Source document below:

Disc pathology occurs mainly in adulthood and can generate several degrees of pain that in some cases becomes disabling, having an important impact on the quality of life, both at the family and work levels. Due to this, it carries an economic cost for companies and for the public health system. The most frequent and characteristic radicular pain is that produced by the herniated discs that appear with greater frequency in the lumbar region. The treatment depends on the aetiology and there are different therapeutic options, from conservative to more or less invasive surgical interventions. Among the latter is nucleolysis or percutaneous disc decompression by laser (PLDD), which consists in the percutaneous approach of the intervertebral disc for performing the denaturation, by vaporization, of the nucleus pulposus using laser energy.

In the lumbar region pain reduction has been observed in 60-89% of patients operated by PLDD; however it is necessary to emphasize the high percentage of failure of the technique, which sometimes requires that up to 38% of successfully treated patients to be intervened again by conventional surgery. The failure due to the impossibility of performing the PLDD has been reported in several studies by 9%. In the cervical and thoracic location, an improvement of the symptoms is indicated between 54.5-83% at 24 months of follow-up. Although PLDD is a minimally invasive treatment, it does not mean that complications cannot emerge, studies of the lumbar region report the appearance of muscle spasm (7.7%), sacroiliac inflammation (4.5%), transient nerve root damage (5%), recurrences (1.5%) and discitis (1.2%). In addition, bleeding, bruising, new-onset root deficit and damage to the sigmoid artery have also been observed.

End of Source document.

Work order 1: Transcribe the passage on laser disc decompression from "Disc pathology occurs" to "using laser energy.".
Work order 2: Render this sentence from the passage on laser disc decompression in Spanish: "The treatment depends on the aetiology and there are different therapeutic options, from conservative to more or less invasive surgical interventions."
The data that comes next has no connection to the passage on laser disc decompression.

Provided records below:

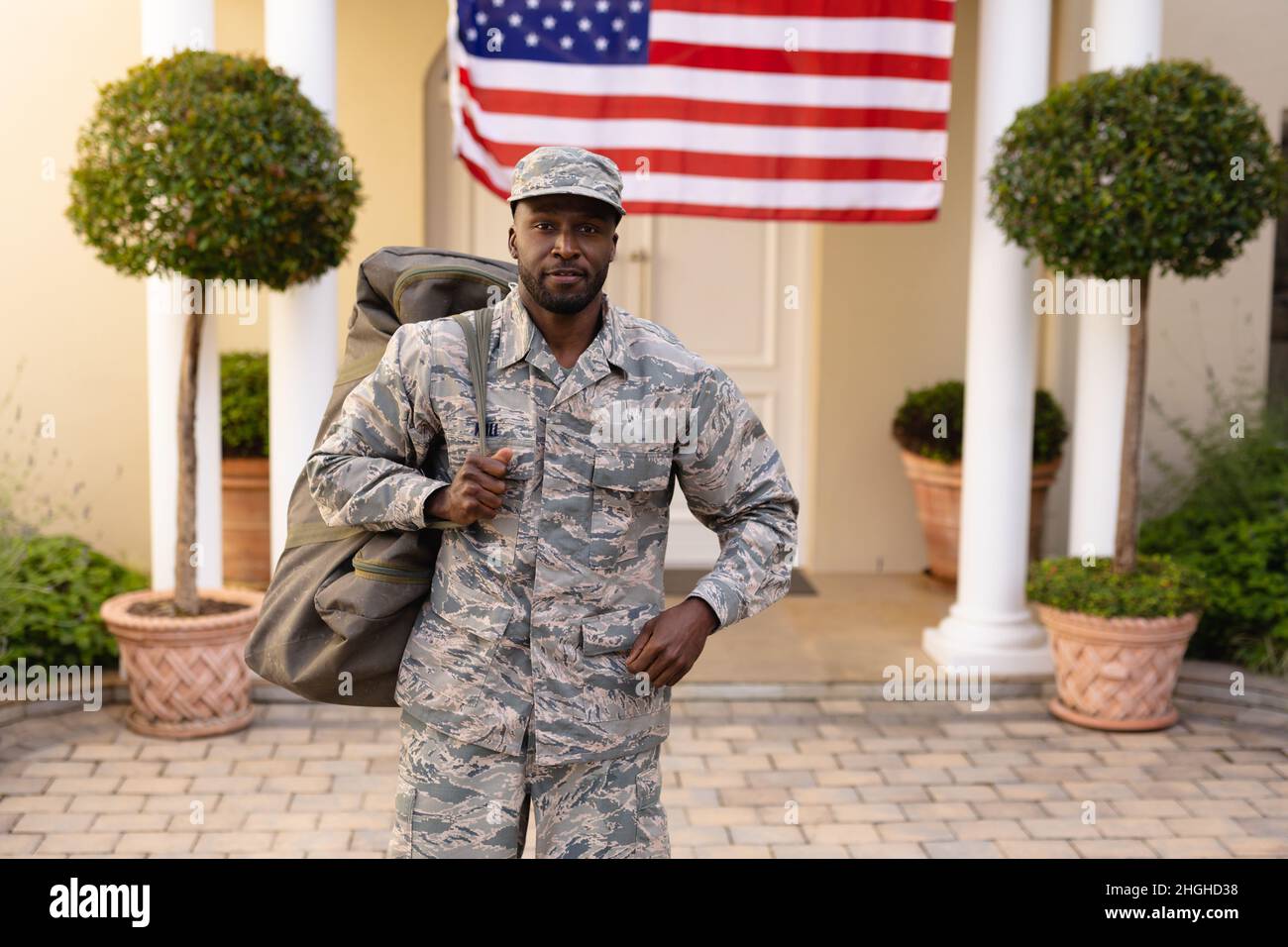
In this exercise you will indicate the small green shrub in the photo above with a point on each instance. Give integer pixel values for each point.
(1232, 522)
(52, 590)
(915, 423)
(1158, 587)
(244, 403)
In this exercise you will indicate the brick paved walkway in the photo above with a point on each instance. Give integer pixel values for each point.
(760, 779)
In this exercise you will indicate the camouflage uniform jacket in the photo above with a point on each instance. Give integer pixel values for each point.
(532, 613)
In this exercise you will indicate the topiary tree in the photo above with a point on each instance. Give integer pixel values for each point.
(1167, 165)
(218, 167)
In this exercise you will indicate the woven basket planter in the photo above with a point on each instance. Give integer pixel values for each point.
(187, 676)
(936, 486)
(1116, 674)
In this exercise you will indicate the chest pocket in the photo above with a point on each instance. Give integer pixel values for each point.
(494, 539)
(630, 489)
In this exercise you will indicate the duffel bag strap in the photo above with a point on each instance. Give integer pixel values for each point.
(478, 341)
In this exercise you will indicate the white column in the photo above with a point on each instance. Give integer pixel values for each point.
(299, 37)
(1126, 33)
(991, 624)
(168, 26)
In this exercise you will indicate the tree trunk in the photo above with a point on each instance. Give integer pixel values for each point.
(1133, 419)
(184, 571)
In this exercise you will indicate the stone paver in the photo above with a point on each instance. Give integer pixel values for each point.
(742, 779)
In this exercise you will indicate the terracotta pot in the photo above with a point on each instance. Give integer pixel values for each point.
(936, 486)
(187, 676)
(1116, 674)
(246, 521)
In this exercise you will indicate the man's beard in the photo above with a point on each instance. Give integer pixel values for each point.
(562, 303)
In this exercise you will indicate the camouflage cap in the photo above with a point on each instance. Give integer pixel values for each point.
(565, 169)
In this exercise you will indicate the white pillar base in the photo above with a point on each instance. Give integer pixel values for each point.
(1009, 644)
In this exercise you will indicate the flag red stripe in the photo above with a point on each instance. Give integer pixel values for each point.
(851, 215)
(902, 9)
(802, 62)
(716, 165)
(566, 106)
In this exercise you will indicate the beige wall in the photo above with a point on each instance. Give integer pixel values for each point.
(892, 298)
(80, 326)
(893, 304)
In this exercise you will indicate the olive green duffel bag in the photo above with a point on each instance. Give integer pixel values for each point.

End of Provided records.

Solution 1:
Disc pathology occurs mainly in adulthood and can generate several degrees of pain that in some cases becomes disabling, having an important impact on the quality of life, both at the family and work levels. Due to this, it carries an economic cost for companies and for the public health system. The most frequent and characteristic radicular pain is that produced by the herniated discs that appear with greater frequency in the lumbar region. The treatment depends on the aetiology and there are different therapeutic options, from conservative to more or less invasive surgical interventions. Among the latter is nucleolysis or percutaneous disc decompression by laser (PLDD), which consists in the percutaneous approach of the intervertebral disc for performing the denaturation, by vaporization, of the nucleus pulposus using laser energy.

Solution 2: El tratamiento depende de la etiología y existen distintas opciones terapéuticas, desde las conservadoras hasta intervenciones quirúrgicas más o menos invasivas.